- EXERCISE
Which lines in the records contain the string "gray"? Pick out and copy each one, treating uppercase and lowercase as different.

- MATERIAL FOR THE TASK
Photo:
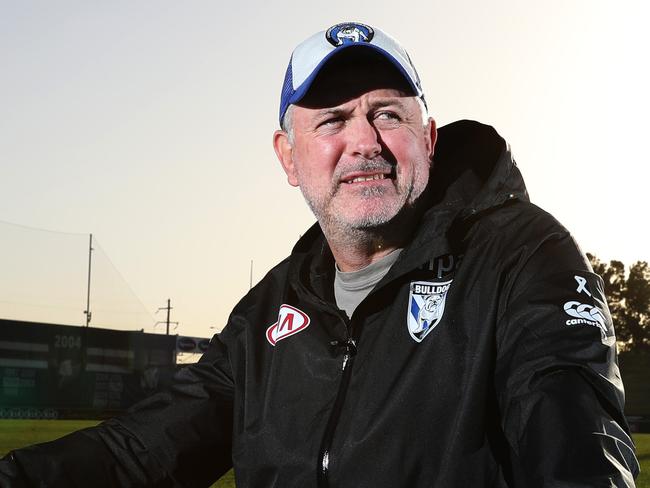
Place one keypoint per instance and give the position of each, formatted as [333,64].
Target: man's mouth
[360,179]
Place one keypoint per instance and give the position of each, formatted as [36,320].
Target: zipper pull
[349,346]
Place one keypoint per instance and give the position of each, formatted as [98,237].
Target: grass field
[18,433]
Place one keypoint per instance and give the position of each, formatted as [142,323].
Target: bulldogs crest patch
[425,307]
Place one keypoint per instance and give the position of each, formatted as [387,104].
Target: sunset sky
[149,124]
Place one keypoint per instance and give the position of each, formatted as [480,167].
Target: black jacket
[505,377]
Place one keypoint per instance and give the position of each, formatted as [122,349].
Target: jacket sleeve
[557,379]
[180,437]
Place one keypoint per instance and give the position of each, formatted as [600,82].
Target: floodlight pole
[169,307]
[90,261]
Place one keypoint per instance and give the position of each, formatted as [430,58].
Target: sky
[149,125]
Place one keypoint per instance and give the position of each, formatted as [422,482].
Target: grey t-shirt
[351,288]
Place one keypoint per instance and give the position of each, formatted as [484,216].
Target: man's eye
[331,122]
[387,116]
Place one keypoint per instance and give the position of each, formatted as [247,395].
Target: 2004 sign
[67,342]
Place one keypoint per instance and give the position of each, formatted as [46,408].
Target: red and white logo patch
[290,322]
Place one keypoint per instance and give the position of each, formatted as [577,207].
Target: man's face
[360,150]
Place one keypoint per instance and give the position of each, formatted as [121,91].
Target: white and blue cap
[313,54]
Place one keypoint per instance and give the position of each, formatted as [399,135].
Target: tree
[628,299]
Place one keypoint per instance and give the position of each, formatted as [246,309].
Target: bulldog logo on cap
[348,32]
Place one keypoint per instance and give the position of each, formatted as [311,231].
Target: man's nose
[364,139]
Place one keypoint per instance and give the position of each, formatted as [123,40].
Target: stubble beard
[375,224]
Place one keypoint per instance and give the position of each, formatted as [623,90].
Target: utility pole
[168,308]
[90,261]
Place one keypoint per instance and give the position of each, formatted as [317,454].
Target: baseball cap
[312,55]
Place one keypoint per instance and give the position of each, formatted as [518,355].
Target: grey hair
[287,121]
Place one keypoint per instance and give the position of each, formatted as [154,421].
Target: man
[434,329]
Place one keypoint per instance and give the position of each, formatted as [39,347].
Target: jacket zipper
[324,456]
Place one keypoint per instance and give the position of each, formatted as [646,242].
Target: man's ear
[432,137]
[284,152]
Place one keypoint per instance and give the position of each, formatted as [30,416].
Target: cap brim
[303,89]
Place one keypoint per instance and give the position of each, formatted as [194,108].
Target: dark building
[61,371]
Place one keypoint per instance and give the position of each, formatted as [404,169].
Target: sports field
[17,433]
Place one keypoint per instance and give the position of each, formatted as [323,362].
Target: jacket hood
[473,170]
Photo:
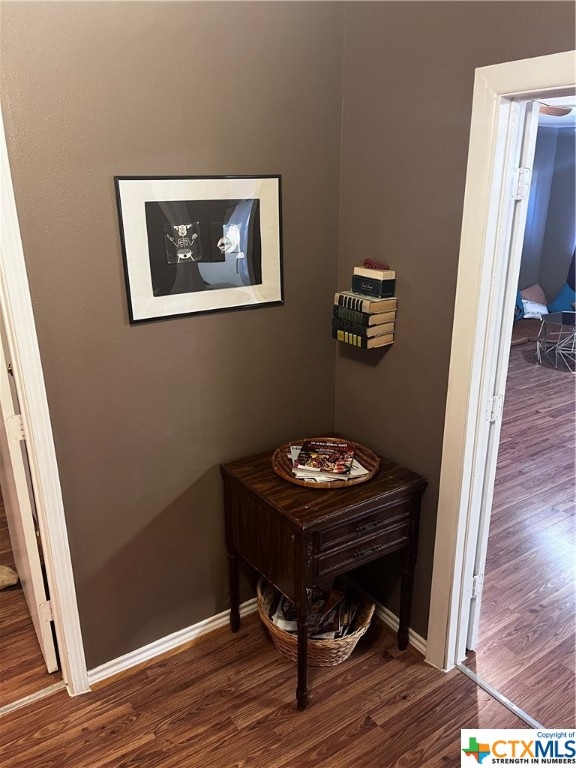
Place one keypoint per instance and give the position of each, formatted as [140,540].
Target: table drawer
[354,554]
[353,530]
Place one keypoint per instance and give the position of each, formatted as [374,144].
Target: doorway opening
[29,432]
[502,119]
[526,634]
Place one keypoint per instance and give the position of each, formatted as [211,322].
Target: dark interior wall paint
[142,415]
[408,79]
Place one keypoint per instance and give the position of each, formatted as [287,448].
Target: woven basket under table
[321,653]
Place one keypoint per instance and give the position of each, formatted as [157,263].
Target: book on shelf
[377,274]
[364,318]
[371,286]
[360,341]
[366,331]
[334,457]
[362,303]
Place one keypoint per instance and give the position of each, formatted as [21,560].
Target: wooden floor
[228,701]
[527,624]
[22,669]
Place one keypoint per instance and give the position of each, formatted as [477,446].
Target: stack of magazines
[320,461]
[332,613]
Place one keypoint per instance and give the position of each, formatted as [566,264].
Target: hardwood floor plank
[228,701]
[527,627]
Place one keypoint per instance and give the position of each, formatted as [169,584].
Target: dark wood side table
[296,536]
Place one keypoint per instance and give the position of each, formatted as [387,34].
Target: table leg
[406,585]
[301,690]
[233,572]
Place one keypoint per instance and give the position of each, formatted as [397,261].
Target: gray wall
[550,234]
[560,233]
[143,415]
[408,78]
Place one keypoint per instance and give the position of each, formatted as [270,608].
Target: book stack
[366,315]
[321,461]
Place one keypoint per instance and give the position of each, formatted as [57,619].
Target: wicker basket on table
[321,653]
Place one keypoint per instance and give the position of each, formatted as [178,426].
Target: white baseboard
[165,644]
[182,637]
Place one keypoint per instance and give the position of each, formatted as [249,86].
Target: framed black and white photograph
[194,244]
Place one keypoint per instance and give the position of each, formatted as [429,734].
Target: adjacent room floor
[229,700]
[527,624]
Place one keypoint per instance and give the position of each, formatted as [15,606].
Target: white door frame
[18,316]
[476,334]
--
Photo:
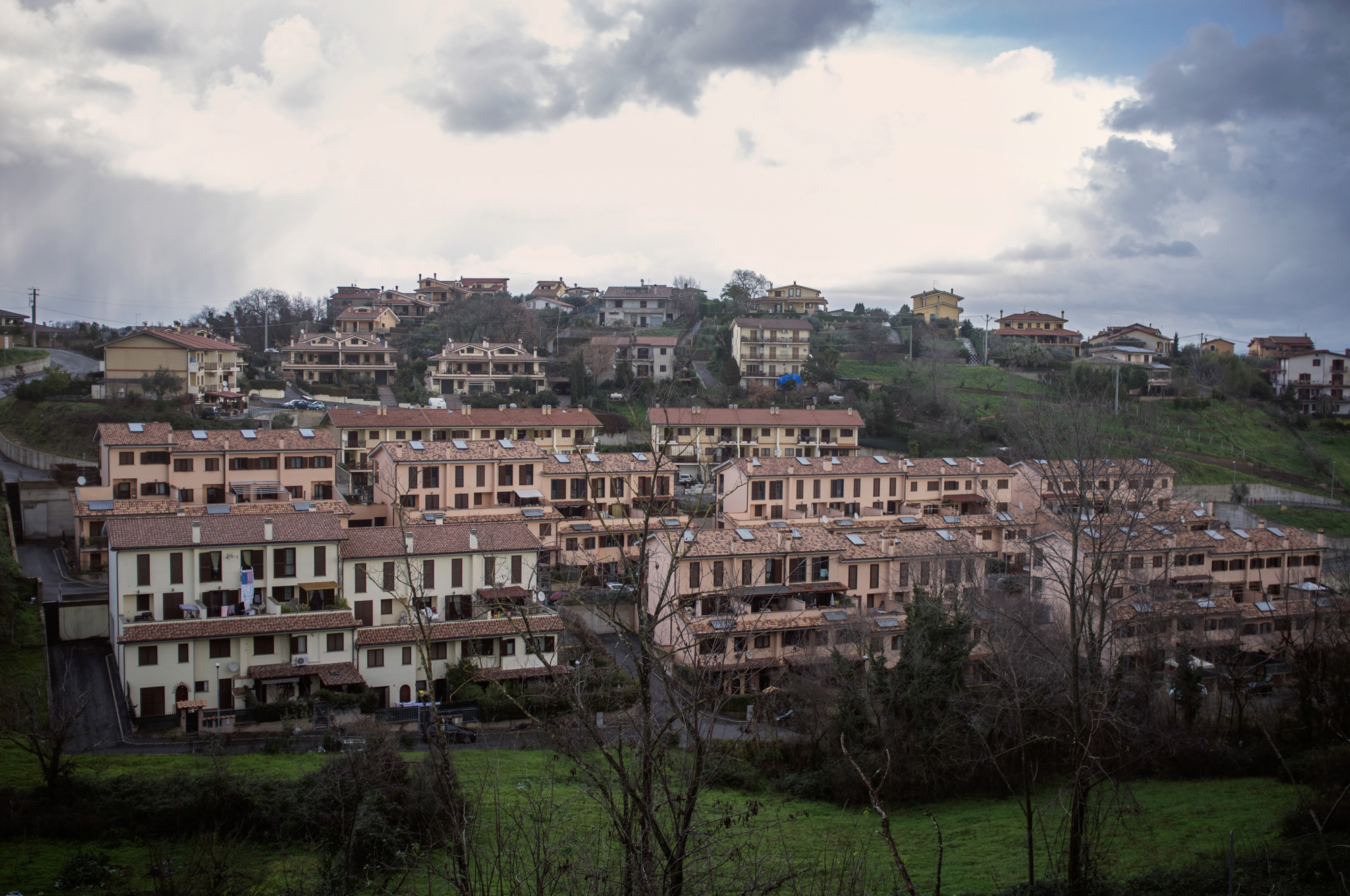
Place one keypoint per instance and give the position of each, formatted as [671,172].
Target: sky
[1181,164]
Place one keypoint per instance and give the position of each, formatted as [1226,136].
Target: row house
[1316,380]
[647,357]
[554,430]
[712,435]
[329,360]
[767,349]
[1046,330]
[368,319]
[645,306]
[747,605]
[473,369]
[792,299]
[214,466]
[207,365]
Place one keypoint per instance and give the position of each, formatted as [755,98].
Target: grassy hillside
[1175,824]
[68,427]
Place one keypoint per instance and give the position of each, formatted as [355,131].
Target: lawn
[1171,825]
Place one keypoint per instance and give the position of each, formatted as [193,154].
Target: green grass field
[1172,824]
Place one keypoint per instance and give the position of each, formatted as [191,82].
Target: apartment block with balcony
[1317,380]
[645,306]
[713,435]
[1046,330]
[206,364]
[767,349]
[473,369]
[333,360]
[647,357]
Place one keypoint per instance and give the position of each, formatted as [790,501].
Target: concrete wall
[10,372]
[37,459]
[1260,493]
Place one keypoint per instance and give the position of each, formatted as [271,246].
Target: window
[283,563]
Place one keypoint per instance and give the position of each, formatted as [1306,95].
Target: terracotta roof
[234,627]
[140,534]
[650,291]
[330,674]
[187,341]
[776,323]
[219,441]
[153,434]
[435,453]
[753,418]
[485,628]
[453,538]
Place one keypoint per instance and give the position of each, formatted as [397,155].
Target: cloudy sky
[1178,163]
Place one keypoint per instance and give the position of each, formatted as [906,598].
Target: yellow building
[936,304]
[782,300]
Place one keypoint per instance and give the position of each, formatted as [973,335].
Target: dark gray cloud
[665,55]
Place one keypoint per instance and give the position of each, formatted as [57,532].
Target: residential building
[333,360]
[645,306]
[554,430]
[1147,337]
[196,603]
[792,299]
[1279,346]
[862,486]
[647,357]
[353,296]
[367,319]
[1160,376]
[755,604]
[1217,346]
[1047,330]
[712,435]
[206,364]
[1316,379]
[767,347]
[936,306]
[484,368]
* * *
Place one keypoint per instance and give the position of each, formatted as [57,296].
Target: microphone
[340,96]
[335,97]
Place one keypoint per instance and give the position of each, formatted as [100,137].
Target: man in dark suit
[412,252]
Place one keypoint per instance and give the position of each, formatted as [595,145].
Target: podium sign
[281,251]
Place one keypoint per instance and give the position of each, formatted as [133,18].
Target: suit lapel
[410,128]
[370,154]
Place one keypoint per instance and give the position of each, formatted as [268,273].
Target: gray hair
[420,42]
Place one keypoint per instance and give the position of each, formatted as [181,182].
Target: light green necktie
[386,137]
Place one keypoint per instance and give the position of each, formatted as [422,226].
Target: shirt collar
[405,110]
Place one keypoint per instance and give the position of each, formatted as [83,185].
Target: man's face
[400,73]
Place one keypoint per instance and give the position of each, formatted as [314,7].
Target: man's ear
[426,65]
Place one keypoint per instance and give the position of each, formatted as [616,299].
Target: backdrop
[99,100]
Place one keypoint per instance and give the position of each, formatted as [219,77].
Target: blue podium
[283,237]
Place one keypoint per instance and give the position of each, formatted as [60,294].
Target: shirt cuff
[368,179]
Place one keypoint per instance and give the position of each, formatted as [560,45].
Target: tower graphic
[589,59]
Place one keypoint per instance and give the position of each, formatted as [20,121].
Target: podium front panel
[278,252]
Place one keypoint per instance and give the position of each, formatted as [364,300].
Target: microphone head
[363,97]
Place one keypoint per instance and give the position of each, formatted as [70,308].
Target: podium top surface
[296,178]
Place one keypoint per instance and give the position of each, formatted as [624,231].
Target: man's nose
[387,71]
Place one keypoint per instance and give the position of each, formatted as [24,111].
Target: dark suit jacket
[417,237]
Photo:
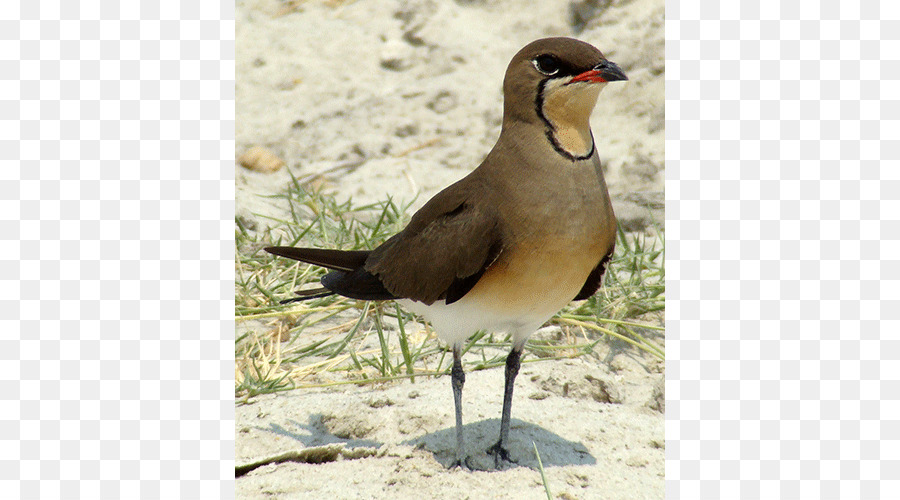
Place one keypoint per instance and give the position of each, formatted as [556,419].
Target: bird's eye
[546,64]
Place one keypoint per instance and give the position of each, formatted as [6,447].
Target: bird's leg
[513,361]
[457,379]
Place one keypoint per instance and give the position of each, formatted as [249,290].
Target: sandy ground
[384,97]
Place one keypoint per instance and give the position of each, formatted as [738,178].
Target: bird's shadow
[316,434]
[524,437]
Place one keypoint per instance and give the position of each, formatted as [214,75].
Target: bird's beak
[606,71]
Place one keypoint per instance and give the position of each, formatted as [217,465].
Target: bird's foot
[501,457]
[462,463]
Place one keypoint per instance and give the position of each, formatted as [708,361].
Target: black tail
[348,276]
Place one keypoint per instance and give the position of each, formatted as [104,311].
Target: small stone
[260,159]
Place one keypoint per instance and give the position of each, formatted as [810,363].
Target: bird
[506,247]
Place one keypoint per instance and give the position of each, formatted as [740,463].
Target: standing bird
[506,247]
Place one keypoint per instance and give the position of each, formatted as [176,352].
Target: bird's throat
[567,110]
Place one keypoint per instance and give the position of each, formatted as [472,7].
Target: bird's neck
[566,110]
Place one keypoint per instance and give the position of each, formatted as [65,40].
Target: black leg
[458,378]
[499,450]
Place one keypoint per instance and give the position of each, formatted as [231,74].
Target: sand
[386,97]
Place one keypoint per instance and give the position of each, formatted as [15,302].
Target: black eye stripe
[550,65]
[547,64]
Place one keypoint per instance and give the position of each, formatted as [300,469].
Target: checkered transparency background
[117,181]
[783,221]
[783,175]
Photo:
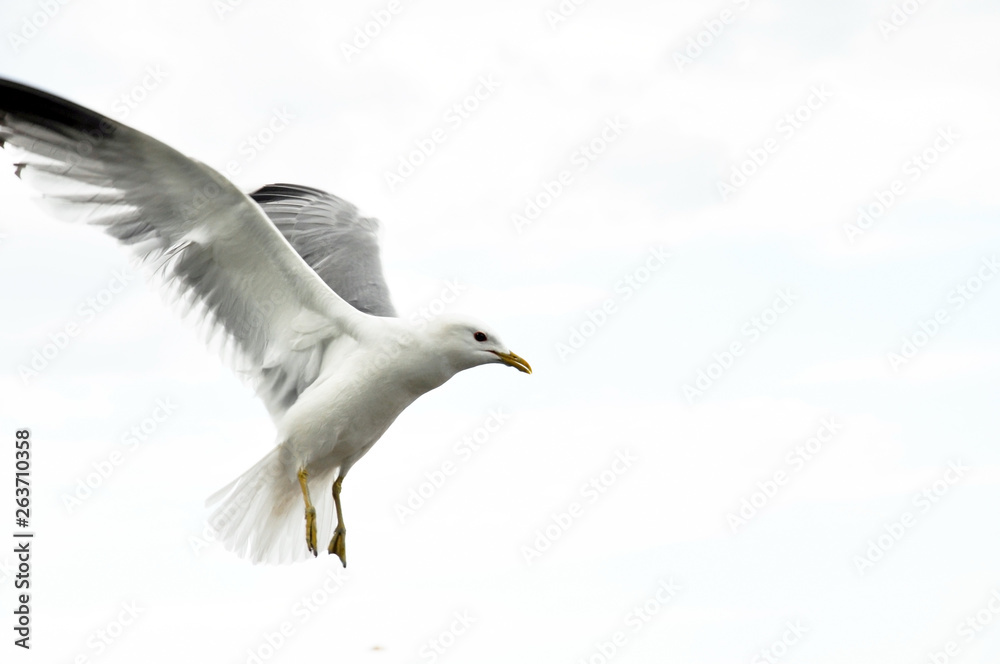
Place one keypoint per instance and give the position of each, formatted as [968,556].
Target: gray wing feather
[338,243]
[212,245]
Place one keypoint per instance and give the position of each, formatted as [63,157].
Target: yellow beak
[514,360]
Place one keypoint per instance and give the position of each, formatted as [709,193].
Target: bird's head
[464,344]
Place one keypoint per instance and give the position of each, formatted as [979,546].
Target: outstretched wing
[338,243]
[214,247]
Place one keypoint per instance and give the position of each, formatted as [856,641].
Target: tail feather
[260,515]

- OUTPUT BELOW
Target: gray wall
Target: dark gray cloud
Target: gray hair
Target: gray wing feather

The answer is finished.